▶ _THE REQUEST_:
Write out all of these records again, requests included and pictures omitted, shifting every coordinate in the answers by adding 21 to it.

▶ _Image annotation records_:
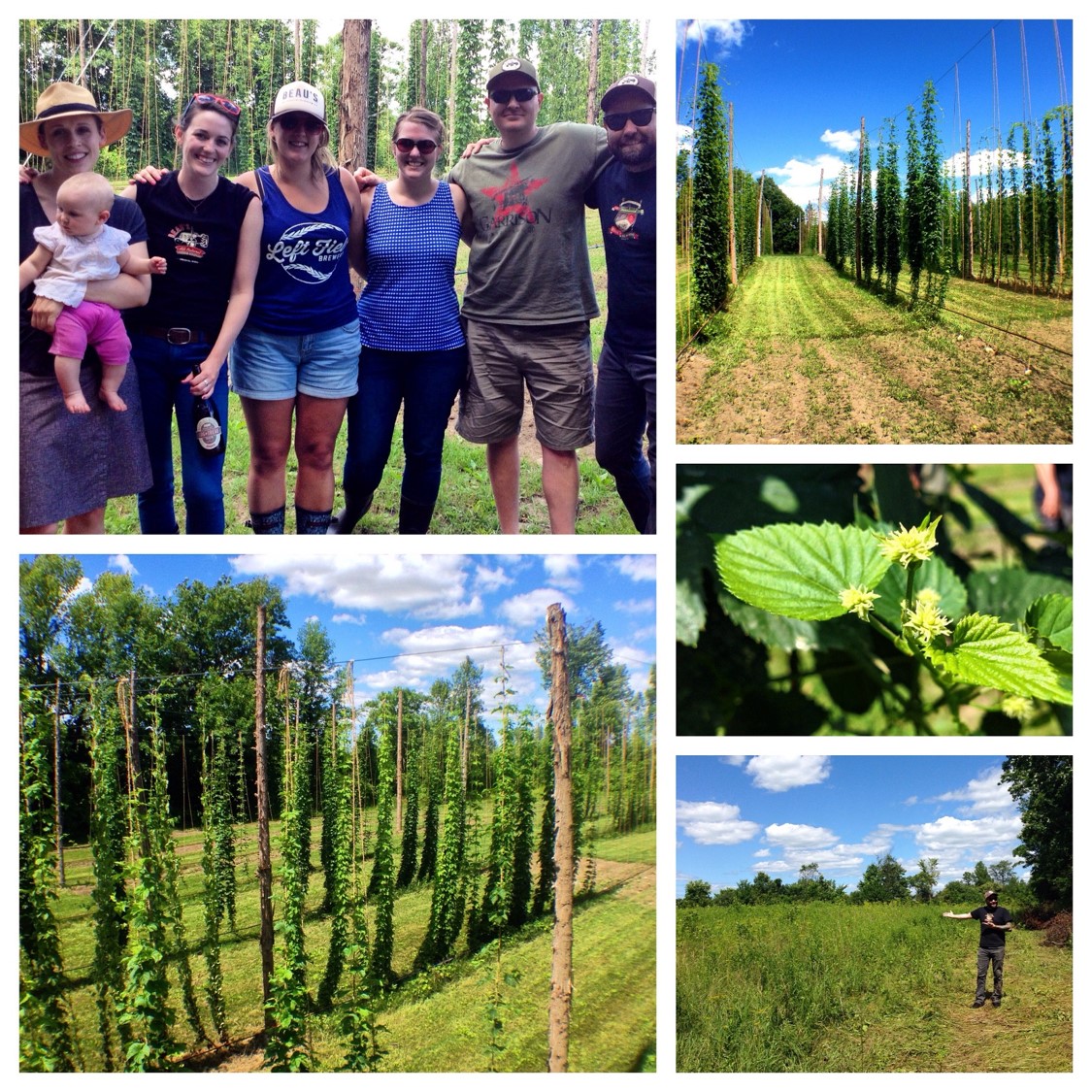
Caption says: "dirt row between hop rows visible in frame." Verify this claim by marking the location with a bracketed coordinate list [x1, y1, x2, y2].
[676, 256, 1073, 444]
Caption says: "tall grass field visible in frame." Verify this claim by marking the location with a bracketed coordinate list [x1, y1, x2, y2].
[676, 903, 1073, 1073]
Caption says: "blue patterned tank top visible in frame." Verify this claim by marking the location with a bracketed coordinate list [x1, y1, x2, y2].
[357, 182, 464, 352]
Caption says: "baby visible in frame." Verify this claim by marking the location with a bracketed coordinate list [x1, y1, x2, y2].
[18, 173, 167, 413]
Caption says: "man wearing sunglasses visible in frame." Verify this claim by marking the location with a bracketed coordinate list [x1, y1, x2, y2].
[942, 891, 1012, 1009]
[450, 57, 611, 534]
[587, 75, 656, 534]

▶ _THE REPLY_:
Caption says: "dirt row between hop rows visible in frame." Verify this claim by marking the location with a bracketed coordinate list [x1, y1, x2, y2].
[697, 277, 1094, 465]
Caption says: "tall grass field visible in frame." Verify this claim by marking the location with a bracketed coordinate list [x1, y1, x2, y2].
[697, 924, 1094, 1094]
Caption says: "blue patterned tank top visible in frame." Verify this claim by marking the location with a bracketed coordinate list [x1, y1, x2, y2].
[378, 203, 485, 373]
Caption says: "baby visible in frame." Verify this claim by marking the location with a bracketed coordinate list [x1, y1, x2, y2].
[39, 194, 188, 434]
Caption says: "man wearing sunglasses visible in frame." Verify this claim by marking the location with a bracketed coordinate list [x1, y1, x2, y2].
[963, 912, 1033, 1030]
[471, 78, 632, 555]
[608, 96, 677, 555]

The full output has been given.